» **KURZE AUFGABE A**
Beantworten Sie anhand des Auszugs über den Fechtskandal diese Fragen:
(i) Zwischen wem ist das Vertrauen offensichtlich zerrüttet?
(ii) Wie lange nach Magros Entlassung kommt es in Tauberbischofsheim zu dem tiefgreifenderen Skandal?
(iii) Was geschieht mit dem Trainer, dem Belästigung vorgeworfen wird?
» **KURZE AUFGABE B**
Schreiben Sie aus dem Auszug über den Fechtskandal eine Passage wortgetreu ab. Beginnen Sie bei den Worten „So weit die“ und hören Sie nach „soll trotzdem gehen.“ auf.
» **KURZE AUFGABE C**
Fassen Sie bitte den Absatz des Auszugs über den Fechtskandal, der mit „So weit die Ausgangslage“ beginnt, als knappe Liste zusammen und behalten Sie seine wichtigsten Fakten bei.

» **AUSGEWÄHLTER AUSZUG**

*****

So weit die Ausgangslage vor der WM: An einen Neuanfang zu glauben fällt
schwer, wenn das Vertrauen zwischen Sportlerinnen und Verband so
offensichtlich zerrüttet ist. Und zwei Monate nach Magros Entlassung kommt
es in Tauberbischofsheim zu einem wesentlich tiefgreifenderen Skandal: Ein
Trainer soll mehrere Fechterinnen sexuell belästigt haben. Der Mann wird
entlassen. Er wehrt sich. Auch diese Angelegenheit wird noch vor Gericht
verhandelt. Dass es da schwerfällt, sich auf Sport zu konzentrieren, ist
offensichtlich. Es soll trotzdem gehen.

*****

» **DATENABSCHNITT**
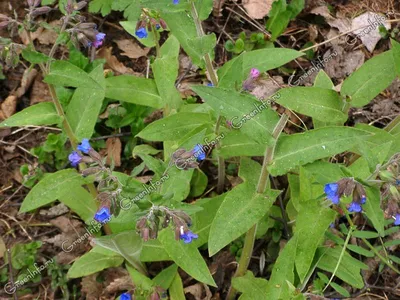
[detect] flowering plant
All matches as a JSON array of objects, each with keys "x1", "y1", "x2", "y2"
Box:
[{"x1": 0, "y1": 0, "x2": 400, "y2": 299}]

*****

» **VOLLSTÄNDIGE ANTWORT A**
(i) Zwischen Sportlerinnen und Verband.
(ii) Zwei Monate danach.
(iii) Er wird entlassen.

» **VOLLSTÄNDIGE ANTWORT B**
So weit die Ausgangslage vor der WM: An einen Neuanfang zu glauben fällt
schwer, wenn das Vertrauen zwischen Sportlerinnen und Verband so
offensichtlich zerrüttet ist. Und zwei Monate nach Magros Entlassung kommt
es in Tauberbischofsheim zu einem wesentlich tiefgreifenderen Skandal: Ein
Trainer soll mehrere Fechterinnen sexuell belästigt haben. Der Mann wird
entlassen. Er wehrt sich. Auch diese Angelegenheit wird noch vor Gericht
verhandelt. Dass es da schwerfällt, sich auf Sport zu konzentrieren, ist
offensichtlich. Es soll trotzdem gehen.

» **VOLLSTÄNDIGE ANTWORT C**
- Vor der WM ist ein Neuanfang schwer vorstellbar, weil das Vertrauen zwischen Sportlerinnen und Verband zerrüttet ist.
- Zwei Monate nach Magros Entlassung folgt in Tauberbischofsheim ein tiefgreifenderer Skandal: Ein Trainer soll mehrere Fechterinnen sexuell belästigt haben.
- Der Trainer wird entlassen, wehrt sich, und auch dieser Fall kommt vor Gericht.
- Die Konzentration auf den Sport fällt schwer, soll aber trotzdem gelingen.